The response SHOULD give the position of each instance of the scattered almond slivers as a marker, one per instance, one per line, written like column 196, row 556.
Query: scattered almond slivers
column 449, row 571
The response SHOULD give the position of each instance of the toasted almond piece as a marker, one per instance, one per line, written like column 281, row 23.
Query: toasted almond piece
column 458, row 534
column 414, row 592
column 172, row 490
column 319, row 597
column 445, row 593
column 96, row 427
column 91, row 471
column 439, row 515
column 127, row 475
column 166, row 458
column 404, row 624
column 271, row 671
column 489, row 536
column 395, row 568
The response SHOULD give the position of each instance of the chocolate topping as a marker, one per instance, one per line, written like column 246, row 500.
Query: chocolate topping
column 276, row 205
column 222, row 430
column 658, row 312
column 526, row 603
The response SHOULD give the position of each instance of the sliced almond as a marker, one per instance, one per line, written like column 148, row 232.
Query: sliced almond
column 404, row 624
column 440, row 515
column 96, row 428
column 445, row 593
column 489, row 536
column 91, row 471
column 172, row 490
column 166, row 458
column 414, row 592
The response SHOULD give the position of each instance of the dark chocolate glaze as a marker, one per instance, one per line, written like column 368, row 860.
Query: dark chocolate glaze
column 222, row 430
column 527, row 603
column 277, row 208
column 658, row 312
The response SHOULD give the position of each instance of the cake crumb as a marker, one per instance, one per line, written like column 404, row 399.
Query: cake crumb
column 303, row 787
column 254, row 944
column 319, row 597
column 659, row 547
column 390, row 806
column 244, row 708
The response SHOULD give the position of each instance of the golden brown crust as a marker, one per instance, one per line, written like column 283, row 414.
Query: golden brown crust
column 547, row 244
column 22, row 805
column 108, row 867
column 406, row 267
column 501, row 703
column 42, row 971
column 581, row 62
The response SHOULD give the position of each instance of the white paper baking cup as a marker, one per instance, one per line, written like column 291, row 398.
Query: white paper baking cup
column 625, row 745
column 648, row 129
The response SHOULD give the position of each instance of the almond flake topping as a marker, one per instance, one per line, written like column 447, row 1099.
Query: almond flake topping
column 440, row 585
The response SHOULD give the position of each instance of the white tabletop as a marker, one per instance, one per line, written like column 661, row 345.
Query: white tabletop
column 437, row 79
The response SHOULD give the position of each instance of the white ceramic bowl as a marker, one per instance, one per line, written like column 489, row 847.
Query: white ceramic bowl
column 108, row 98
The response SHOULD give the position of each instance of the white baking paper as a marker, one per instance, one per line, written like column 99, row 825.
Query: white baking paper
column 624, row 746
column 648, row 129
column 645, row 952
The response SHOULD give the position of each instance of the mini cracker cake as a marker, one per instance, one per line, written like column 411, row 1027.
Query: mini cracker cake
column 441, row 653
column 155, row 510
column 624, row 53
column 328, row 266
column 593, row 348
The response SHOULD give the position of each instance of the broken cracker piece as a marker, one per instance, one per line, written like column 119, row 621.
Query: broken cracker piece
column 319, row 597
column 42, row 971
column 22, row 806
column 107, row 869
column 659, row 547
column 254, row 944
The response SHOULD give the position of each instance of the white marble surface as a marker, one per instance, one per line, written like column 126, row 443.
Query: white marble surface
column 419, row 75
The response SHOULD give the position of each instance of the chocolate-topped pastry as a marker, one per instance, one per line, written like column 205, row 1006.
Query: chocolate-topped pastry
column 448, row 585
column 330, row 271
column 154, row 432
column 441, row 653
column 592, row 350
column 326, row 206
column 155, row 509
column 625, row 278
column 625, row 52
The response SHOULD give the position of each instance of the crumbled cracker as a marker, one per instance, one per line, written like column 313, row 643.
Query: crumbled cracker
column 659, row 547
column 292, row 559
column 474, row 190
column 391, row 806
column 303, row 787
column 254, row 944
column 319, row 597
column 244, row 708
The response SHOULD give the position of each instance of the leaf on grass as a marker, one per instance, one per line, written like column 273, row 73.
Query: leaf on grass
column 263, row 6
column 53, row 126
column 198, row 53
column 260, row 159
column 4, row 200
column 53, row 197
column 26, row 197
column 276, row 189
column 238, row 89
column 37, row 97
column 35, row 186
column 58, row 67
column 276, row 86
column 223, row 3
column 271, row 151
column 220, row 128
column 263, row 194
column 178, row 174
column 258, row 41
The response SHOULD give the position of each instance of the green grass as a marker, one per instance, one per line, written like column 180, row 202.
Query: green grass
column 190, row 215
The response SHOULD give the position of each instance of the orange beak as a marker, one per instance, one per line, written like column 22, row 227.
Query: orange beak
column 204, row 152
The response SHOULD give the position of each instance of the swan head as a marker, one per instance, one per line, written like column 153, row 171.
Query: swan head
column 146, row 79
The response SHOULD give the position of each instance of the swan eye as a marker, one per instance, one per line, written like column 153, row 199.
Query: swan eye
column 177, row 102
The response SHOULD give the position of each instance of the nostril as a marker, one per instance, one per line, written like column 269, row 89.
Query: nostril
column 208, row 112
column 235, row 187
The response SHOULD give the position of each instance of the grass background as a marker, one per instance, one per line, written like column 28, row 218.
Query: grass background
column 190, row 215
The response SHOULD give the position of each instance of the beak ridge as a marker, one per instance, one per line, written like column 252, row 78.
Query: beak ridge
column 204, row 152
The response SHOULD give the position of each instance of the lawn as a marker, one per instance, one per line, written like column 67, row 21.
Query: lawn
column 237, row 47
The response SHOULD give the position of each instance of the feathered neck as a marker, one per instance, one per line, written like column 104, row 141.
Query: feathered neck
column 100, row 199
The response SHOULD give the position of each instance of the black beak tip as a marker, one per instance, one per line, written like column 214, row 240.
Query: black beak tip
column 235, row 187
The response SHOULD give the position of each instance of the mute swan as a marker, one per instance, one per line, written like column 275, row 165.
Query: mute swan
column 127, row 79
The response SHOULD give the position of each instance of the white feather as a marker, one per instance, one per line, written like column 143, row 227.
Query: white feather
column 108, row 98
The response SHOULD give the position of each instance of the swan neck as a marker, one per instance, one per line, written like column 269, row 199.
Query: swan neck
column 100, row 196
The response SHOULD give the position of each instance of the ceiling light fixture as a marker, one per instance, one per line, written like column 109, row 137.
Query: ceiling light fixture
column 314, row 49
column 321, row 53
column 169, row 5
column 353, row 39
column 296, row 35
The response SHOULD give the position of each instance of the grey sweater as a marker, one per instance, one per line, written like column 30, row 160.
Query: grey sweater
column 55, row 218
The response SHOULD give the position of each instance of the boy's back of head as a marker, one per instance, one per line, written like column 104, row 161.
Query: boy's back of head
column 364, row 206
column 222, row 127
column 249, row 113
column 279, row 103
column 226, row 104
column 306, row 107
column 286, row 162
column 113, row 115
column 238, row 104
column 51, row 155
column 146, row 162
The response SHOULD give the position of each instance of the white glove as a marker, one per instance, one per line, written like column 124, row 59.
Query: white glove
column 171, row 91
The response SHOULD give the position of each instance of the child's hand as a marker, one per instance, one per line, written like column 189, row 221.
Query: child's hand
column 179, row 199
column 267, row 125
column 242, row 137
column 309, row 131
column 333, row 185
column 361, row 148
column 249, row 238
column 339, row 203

> Do this
Copy out the lines above word for word, starting with the very first line and going on through the line with "column 449, row 571". Include both of those lines and nothing after the second one.

> Worked answer
The response SHOULD give the position of each instance of the scattered almond slivers as a marker, one per instance, one per line, written like column 196, row 556.
Query: scattered almond slivers
column 449, row 571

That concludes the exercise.